§ TO BE DONE:
Report each line in the records below that contains the string "grass".

§ DATASET ENTRIES:
⁂

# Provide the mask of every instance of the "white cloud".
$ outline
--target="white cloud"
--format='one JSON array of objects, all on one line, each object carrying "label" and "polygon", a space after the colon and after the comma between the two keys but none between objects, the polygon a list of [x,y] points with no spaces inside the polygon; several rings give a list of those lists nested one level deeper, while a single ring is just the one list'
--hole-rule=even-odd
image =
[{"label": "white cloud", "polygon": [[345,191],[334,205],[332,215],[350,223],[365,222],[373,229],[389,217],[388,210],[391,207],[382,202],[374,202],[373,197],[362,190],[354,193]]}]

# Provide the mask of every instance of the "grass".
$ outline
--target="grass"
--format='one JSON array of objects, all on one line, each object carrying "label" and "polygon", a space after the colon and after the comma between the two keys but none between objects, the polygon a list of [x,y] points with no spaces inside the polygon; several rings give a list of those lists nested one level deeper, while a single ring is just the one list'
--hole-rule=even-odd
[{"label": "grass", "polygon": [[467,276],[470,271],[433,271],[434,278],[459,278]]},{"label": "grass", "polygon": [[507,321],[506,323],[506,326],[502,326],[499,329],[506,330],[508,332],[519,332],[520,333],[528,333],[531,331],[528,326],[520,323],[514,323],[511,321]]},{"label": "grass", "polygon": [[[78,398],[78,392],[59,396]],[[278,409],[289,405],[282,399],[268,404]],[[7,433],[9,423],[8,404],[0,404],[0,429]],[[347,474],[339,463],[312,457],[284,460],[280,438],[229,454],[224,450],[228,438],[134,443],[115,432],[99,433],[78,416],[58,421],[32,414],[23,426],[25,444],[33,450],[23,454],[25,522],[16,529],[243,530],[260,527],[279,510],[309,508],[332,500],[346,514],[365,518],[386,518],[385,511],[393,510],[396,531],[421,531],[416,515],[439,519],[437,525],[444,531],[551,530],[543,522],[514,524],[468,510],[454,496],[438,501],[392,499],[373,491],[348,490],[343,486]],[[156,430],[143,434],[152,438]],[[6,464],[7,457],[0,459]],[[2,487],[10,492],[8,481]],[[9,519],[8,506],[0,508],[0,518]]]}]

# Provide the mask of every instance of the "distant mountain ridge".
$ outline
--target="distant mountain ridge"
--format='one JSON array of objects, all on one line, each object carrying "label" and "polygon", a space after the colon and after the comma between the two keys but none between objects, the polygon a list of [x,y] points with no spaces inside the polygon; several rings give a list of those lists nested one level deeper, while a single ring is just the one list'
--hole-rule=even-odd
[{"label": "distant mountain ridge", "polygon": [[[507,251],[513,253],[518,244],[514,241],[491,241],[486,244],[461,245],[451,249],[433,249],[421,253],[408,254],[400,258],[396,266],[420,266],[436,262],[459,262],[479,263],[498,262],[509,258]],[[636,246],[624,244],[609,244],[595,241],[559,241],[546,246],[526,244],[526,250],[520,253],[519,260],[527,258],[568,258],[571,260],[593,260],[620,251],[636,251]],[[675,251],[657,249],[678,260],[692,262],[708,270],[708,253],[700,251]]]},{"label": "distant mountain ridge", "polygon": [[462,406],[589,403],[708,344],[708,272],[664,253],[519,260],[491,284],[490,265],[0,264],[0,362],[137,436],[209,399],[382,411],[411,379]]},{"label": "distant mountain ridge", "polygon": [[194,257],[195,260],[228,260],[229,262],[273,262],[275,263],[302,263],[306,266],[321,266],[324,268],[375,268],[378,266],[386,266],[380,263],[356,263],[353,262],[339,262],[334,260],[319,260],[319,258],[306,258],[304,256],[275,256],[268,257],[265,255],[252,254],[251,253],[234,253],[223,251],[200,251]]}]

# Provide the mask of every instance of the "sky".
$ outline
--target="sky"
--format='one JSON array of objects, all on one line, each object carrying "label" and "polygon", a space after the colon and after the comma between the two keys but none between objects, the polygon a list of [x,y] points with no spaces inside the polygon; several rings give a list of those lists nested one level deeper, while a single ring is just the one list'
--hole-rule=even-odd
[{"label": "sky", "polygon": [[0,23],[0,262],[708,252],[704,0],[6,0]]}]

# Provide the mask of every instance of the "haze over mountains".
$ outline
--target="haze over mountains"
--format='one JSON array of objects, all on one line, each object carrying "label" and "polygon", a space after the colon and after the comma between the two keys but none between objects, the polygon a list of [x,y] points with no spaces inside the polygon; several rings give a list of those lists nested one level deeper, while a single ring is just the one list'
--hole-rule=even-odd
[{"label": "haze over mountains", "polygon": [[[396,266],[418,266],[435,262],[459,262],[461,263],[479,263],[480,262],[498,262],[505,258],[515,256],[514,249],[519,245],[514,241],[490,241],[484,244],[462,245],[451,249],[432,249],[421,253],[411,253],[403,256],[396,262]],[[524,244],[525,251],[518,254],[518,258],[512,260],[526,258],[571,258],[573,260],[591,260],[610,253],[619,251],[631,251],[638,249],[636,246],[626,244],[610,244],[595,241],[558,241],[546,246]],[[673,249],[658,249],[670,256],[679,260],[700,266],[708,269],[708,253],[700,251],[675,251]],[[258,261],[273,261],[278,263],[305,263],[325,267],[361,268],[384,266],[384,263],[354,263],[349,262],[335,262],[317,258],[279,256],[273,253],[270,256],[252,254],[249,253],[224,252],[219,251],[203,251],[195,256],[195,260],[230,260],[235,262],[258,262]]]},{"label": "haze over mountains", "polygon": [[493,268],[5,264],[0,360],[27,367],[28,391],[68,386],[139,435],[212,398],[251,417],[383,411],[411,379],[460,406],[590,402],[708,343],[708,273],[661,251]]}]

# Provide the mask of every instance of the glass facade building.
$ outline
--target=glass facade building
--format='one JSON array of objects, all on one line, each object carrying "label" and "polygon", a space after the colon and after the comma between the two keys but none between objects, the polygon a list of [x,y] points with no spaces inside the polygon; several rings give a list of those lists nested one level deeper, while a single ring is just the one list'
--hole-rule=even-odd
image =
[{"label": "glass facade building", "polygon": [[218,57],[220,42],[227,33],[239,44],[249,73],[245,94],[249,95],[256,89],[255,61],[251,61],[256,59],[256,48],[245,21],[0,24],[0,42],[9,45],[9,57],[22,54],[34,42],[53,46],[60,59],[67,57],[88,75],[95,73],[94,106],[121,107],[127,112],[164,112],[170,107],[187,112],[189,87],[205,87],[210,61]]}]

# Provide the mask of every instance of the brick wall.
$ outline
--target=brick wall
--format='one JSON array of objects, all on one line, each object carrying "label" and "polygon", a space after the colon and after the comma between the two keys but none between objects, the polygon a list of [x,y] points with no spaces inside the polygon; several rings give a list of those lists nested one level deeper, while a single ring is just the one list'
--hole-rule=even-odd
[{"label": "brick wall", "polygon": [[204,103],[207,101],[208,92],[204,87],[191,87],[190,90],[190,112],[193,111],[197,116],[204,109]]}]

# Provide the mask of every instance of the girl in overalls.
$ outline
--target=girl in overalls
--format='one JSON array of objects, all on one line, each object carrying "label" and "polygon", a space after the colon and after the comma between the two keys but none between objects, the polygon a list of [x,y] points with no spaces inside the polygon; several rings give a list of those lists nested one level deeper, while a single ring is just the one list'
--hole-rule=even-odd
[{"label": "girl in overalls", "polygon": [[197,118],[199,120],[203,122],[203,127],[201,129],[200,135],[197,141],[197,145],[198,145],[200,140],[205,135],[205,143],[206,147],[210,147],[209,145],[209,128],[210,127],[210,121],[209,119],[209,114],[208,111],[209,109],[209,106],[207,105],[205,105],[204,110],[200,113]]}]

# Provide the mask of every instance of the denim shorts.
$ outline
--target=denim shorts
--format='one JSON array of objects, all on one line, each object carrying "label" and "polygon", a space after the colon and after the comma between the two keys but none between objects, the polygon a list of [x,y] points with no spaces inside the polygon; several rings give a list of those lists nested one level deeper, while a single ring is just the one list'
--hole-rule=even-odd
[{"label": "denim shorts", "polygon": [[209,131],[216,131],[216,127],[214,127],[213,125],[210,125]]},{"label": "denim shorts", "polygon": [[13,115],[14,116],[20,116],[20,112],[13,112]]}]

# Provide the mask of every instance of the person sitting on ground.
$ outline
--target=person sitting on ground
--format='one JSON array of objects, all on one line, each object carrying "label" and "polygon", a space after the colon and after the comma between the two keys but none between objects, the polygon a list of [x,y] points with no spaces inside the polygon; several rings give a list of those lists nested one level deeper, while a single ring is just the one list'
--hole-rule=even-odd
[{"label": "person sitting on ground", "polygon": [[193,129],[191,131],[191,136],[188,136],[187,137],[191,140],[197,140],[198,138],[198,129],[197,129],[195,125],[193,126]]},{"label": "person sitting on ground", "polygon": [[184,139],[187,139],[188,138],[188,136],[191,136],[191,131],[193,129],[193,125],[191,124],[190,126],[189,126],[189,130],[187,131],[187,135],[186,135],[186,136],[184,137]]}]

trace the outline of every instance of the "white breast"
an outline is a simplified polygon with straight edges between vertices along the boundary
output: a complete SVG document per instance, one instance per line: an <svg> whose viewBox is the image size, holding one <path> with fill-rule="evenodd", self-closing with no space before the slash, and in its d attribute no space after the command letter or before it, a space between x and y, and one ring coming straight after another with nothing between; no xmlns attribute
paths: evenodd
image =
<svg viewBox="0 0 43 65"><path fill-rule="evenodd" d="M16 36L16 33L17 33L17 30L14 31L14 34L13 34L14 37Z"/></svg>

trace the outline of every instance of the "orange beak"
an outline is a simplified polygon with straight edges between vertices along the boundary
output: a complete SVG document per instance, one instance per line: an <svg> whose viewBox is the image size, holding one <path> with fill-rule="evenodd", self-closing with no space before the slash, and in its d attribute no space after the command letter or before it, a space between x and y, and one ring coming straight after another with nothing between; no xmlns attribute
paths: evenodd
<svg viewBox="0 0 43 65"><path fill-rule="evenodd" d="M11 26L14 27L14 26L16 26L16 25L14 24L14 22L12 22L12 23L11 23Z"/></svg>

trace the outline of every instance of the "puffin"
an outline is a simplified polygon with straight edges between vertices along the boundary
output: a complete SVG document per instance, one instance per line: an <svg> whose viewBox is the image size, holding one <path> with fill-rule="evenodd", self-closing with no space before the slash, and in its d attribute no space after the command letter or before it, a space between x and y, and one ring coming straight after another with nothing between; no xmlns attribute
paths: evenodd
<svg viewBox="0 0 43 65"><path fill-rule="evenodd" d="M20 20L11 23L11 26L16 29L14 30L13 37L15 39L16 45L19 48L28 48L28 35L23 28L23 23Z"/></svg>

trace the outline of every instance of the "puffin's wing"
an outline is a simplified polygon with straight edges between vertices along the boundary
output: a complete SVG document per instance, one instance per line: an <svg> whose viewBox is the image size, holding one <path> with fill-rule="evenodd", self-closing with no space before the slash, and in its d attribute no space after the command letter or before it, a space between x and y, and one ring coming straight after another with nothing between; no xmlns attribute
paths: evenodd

⁂

§ ANSWER TO THIS TASK:
# Provide the mask of every instance of the "grass".
--target="grass"
[{"label": "grass", "polygon": [[467,276],[470,271],[433,271],[434,278],[459,278]]},{"label": "grass", "polygon": [[507,321],[506,323],[506,326],[502,326],[499,329],[506,330],[508,332],[519,332],[520,333],[528,333],[531,331],[528,326],[520,323],[514,323],[511,321]]},{"label": "grass", "polygon": [[[78,398],[78,392],[59,396]],[[278,409],[289,405],[282,399],[268,404]],[[7,433],[9,423],[8,404],[0,404],[0,429]],[[347,474],[339,463],[312,457],[284,460],[280,438],[229,454],[224,450],[228,438],[134,443],[115,432],[99,433],[78,416],[58,421],[32,414],[23,426],[25,444],[33,450],[23,454],[25,522],[16,529],[243,530],[260,527],[279,510],[309,508],[332,500],[346,514],[365,518],[386,518],[385,511],[393,510],[396,531],[421,531],[416,515],[439,519],[437,525],[444,531],[551,530],[543,522],[514,524],[468,510],[454,496],[438,501],[392,499],[373,491],[348,490],[343,486]],[[156,430],[143,434],[152,438]],[[6,464],[7,457],[0,459]],[[2,487],[10,492],[8,481]],[[9,519],[8,506],[0,508],[0,518]]]}]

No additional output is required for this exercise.